▶ _What the task requires_
Repeat the data below exactly, dropping any pictures it holds.

▶ _Supplied records_
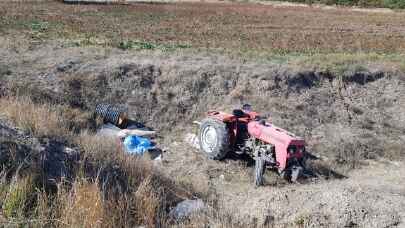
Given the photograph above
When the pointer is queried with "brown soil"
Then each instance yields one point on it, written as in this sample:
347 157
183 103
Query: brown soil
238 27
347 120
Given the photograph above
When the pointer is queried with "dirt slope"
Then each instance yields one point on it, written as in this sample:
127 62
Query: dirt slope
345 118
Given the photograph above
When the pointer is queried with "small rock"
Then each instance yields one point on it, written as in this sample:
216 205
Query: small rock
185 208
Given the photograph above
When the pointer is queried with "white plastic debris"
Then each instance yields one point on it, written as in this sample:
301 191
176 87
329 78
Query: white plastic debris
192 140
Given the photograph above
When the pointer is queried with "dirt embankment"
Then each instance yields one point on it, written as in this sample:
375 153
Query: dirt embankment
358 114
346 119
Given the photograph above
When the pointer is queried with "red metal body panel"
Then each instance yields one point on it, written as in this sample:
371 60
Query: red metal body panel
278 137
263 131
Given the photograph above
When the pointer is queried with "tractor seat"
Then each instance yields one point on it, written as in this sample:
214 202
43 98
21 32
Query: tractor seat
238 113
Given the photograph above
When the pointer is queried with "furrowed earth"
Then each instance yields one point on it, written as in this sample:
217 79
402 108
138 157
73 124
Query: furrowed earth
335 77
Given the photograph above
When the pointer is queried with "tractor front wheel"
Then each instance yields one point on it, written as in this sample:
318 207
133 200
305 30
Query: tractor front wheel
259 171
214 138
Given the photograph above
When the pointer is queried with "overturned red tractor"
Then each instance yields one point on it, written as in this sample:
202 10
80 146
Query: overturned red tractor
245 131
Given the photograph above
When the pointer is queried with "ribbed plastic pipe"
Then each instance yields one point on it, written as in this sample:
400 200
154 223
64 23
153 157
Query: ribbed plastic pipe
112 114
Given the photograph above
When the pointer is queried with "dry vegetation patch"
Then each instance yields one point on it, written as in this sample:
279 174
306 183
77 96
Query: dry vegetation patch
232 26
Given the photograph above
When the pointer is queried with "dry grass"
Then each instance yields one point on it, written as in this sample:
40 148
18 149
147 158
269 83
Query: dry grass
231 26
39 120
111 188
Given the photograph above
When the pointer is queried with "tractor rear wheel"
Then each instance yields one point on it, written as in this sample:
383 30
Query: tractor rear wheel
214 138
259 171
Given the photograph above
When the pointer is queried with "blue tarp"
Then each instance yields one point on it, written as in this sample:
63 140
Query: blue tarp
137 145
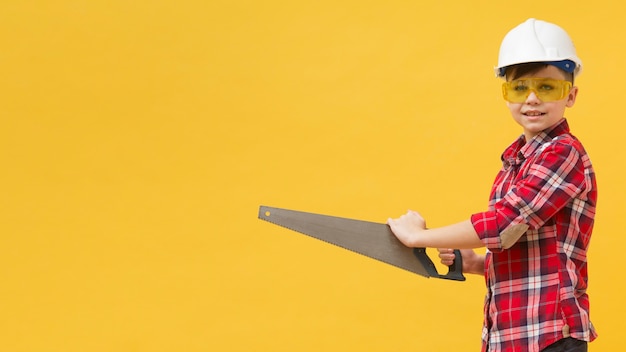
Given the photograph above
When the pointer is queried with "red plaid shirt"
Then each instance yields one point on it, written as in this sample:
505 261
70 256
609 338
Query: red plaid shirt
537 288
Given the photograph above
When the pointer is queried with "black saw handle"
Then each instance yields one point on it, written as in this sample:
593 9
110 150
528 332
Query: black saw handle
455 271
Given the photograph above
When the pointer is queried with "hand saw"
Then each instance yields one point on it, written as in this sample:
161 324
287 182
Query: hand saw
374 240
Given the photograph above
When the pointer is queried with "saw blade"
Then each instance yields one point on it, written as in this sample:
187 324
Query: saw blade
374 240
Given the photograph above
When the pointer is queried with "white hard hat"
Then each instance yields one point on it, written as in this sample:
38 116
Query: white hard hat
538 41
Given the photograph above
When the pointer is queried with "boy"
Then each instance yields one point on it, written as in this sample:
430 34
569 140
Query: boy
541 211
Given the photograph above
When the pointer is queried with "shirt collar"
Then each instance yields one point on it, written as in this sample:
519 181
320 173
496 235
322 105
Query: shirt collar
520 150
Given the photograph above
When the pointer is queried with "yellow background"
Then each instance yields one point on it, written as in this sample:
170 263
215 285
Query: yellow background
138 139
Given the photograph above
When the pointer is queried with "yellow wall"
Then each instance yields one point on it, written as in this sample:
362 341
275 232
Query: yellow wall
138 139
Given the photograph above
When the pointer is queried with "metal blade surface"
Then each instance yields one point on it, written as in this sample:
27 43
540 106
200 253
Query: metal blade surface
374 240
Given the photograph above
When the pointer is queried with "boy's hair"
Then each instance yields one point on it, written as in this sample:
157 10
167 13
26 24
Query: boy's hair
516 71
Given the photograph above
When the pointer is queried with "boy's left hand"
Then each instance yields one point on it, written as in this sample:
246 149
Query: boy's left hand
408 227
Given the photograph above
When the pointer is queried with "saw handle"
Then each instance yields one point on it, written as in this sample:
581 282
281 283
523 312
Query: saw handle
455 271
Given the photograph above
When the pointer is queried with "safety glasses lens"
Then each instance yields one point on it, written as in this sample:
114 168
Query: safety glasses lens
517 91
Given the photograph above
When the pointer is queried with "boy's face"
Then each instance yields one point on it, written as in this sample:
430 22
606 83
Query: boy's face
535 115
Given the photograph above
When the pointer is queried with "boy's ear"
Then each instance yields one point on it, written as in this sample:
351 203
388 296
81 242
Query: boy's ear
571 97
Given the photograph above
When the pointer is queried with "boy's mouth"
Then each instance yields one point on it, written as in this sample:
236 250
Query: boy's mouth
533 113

▶ _Solution to the problem_
Given the photograph above
When the pointer is queried with "brown soil"
Then each instance yields one point on it, written as in this sample:
347 157
183 103
Query: brown soil
238 27
347 120
Given the photograph above
When the pointer is queried with "dirt slope"
Then each instance yields one point on it, written as in this sample:
127 62
Query: dirt slope
345 118
Given the photograph above
When the pointer is queried with "small rock"
Then each instance yields one point on it, written as in this sample:
216 205
Query: small rock
185 208
Given the photograph above
When the pointer is queried with "white plastic debris"
Then each instance yields one point on it, written as in this sample:
301 191
176 87
329 78
Query: white plastic debris
192 140
Given the photograph above
When the pointer is queried with "dirt embankment"
Then each instance yields one point on it, written as in this sample:
375 153
Query: dirt embankment
358 114
346 119
Given the photograph above
When the pointer is queried with "red metal body panel"
Then each instance yields one point on it, written as in this sample:
371 60
Query: red metal body panel
278 137
263 131
Given the photograph above
When the pointer is queried with "tractor seat"
Then each instance yields one point on it, written as in this sample:
214 202
43 98
21 32
Query: tractor seat
238 113
Given the photograph above
When the pointer is queried with "furrowed earth"
Then each instance yields one point on it, written as in this sample:
217 79
402 108
138 157
73 124
Query: furrowed earth
335 77
Given the photograph above
When the pointer is queried with "tractor front wheel"
Then each instance yields one point on it, written as in this sample:
318 207
133 200
305 30
Query: tractor front wheel
259 171
214 138
Given the photograph above
When the pointer is queried with "overturned red tractor"
Then each instance yields one point on it, written as in this sample:
202 10
80 146
Query: overturned red tractor
245 131
Given the photograph above
When the pointer is queried with "ribbed plastic pipe"
Then each instance yields one point on it, written as in this sample:
400 200
154 223
64 23
153 157
Query: ribbed plastic pipe
112 114
Given the photograph above
When the pointer is queried with "dry vegetation patch"
Then each instance yields one point on it, written as in this sample:
279 174
306 183
77 96
Query: dry vegetation patch
232 26
Given the photograph above
When the pointer is queried with "dry grass"
Then each instance yields one point on it, written as in this sample:
40 148
18 149
147 158
269 83
Query: dry grass
231 26
39 120
111 188
Given the photograph above
When the pointer is queried with "tractor rear wheel"
Then each instance yields one point on it, written as in this sample:
383 30
Query: tractor rear wheel
214 138
259 171
Given the photograph above
When the pointer is queried with "blue tarp"
Then each instance yields one point on it, written as in this sample:
63 140
Query: blue tarp
137 145
Given the photograph above
When the pointer is queried with "red plaid shirt"
Then each instance yields one point on it, written as in this sample:
505 261
70 256
609 338
Query: red plaid shirt
537 288
Given the photograph above
When the pointer is queried with "black saw handle"
Then each instance yields one point on it, written as in this sample:
593 9
110 150
528 332
Query: black saw handle
455 271
Given the photograph above
When the pointer is queried with "hand saw"
Then each instance yields one point on it, written as in this sample:
161 324
287 182
Query: hand saw
374 240
Given the photograph above
When the pointer is queried with "saw blade"
Then each instance yields one point on it, written as in this sample:
187 324
Query: saw blade
374 240
Given the photograph above
When the pointer is queried with "white hard hat"
Then each instance yields one point on it, written as in this sample:
38 116
Query: white hard hat
538 41
Given the photograph above
When the pointer is queried with "boy"
Then each instance yields one point on it, written as in this sample:
430 34
569 140
Query: boy
541 211
Given the photograph above
When the pointer is queried with "shirt collar"
Then each instance yields one point on it, written as in this sample:
519 181
320 173
496 235
322 105
Query: shirt collar
520 150
Given the photograph above
When the pointer is queried with "yellow background"
Then each instance yields one point on it, written as in this sample:
170 263
215 285
Query: yellow background
138 139
Given the photograph above
When the pointer is queried with "yellow wall"
Then each instance yields one point on it, written as in this sample:
362 341
275 232
Query: yellow wall
138 139
Given the photograph above
When the pointer is queried with "metal blade surface"
Then each instance yields one point on it, written as in this sample:
27 43
540 106
200 253
Query: metal blade surface
374 240
Given the photograph above
When the pointer is queried with "boy's hair"
Then each instance yields one point on it, written as in this sample:
157 10
167 13
26 24
Query: boy's hair
516 71
Given the photograph above
When the pointer is queried with "boy's left hand"
Then each instance yields one point on it, written as in this sample:
246 149
Query: boy's left hand
408 227
Given the photograph above
When the pointer is queried with "saw handle"
Then each instance yields one point on it, written as in this sample:
581 282
281 283
523 312
Query: saw handle
455 271
Given the photograph above
When the pointer is queried with "safety glasses lens"
Then each instance yields one point on it, written as in this sample:
114 168
Query: safety glasses lens
517 91
Given the photograph above
When the pointer is queried with "boy's face"
Then each instance yields one point on it, written as in this sample:
430 22
606 83
Query: boy's face
535 115
Given the photograph above
When the pointer is queried with "boy's ear"
Then each instance yields one point on it, written as in this sample:
351 203
388 296
81 242
Query: boy's ear
571 97
Given the photograph above
When the pointer is queried with "boy's mouth"
Then each instance yields one point on it, written as in this sample:
236 250
Query: boy's mouth
533 113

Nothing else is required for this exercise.